[start RECORD LIST]

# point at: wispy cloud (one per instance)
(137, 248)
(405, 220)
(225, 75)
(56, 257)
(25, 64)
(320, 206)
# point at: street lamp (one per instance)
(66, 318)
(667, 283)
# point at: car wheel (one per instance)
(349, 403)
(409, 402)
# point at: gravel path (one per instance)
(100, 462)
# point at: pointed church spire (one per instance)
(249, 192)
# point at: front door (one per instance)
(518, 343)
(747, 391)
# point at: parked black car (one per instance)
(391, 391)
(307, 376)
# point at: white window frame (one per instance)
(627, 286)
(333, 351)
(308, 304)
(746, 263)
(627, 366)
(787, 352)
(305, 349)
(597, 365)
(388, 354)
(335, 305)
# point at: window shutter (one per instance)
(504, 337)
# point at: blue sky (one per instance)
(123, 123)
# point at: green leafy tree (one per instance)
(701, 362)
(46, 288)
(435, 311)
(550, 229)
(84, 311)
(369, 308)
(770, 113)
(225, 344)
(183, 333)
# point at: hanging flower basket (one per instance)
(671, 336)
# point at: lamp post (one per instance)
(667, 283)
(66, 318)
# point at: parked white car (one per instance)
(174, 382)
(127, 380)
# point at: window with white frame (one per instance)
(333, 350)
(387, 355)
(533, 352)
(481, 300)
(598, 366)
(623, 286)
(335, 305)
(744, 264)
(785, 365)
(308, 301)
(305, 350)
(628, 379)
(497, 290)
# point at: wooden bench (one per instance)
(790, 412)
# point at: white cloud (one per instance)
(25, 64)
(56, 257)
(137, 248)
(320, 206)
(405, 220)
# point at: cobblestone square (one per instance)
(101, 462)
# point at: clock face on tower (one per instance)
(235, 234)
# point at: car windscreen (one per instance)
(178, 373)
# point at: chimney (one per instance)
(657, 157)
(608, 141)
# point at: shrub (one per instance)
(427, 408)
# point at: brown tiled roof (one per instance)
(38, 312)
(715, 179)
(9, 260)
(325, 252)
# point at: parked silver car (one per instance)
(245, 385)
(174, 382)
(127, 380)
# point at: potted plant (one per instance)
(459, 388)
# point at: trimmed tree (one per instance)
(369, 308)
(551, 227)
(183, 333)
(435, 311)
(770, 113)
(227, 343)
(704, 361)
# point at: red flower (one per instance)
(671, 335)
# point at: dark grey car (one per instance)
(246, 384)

[end RECORD LIST]

| EXERCISE BRIEF |
Can you put all of the data above into a two-column CSV with the headers "target" and "coordinates", giving one row for each "# point at:" line with that line's text and the points listed beneath it? Wrap each field in quotes and turn any line breaks into spaces.

| RESULT OF THE TASK |
target,coordinates
"# point at: wispy cloud (one per instance)","(137, 248) (405, 220) (225, 75) (56, 257) (25, 64) (320, 206)"
"# point at: street lamp (one per instance)","(66, 318) (667, 283)"
"# point at: car wheel (one per instance)","(349, 403) (409, 402)"
"# point at: gravel path (one per instance)","(100, 462)"
"# point at: pointed church spire (one per instance)","(249, 192)"
"# point at: front door (one per instance)","(518, 343) (747, 391)"
"# point at: parked black car (one per instance)","(391, 391) (307, 376)"
"# point at: white window frame (one per instance)","(627, 286) (333, 351) (308, 304) (746, 263) (627, 366) (787, 352) (305, 349) (597, 365) (388, 354) (335, 305)"
"# point at: window shutter (one per instance)","(504, 337)"
"# point at: blue sky (one per instance)","(123, 123)"
"# point at: green leafy tree (one per instance)","(701, 362) (46, 288) (435, 311) (550, 229) (84, 311) (369, 308) (770, 113) (225, 344) (183, 333)"
"# point at: hanging flower basket (one per instance)","(671, 336)"
"# point at: lamp post (one per instance)","(667, 283) (66, 318)"
"# point at: parked white car (one per instance)","(174, 382) (127, 380)"
"# point at: window with white frame (one per instance)","(333, 350) (387, 355) (533, 352) (481, 300) (598, 366) (623, 286) (335, 305) (744, 264) (785, 365) (308, 301) (305, 350) (628, 379) (497, 290)"
"# point at: wooden bench (one per instance)","(790, 412)"
"# point at: white cloud (one per instance)","(25, 64) (56, 257) (137, 248) (320, 206) (405, 220)"
"# point at: cobblestone square (one per instance)","(101, 462)"
"# point at: clock face on tower (one per instance)","(235, 234)"
"# point at: car windscreen (one per instance)","(178, 373)"
"# point at: chimney (one per instance)","(657, 157) (608, 141)"
"# point at: shrub (one per instance)","(427, 408)"
"# point at: brown tiled roof (one per instance)","(38, 312) (715, 179) (9, 260) (325, 252)"
"# point at: parked silver car (one per instance)","(245, 385) (174, 382) (127, 380)"
"# point at: potted plant (one per instance)","(459, 388)"
"# point at: trimmed tree (one per instance)","(369, 308) (551, 227) (183, 333) (435, 311) (770, 113) (227, 343) (704, 361)"
"# point at: red flower (one per instance)","(671, 335)"
"# point at: dark grey car (one per instance)","(246, 384)"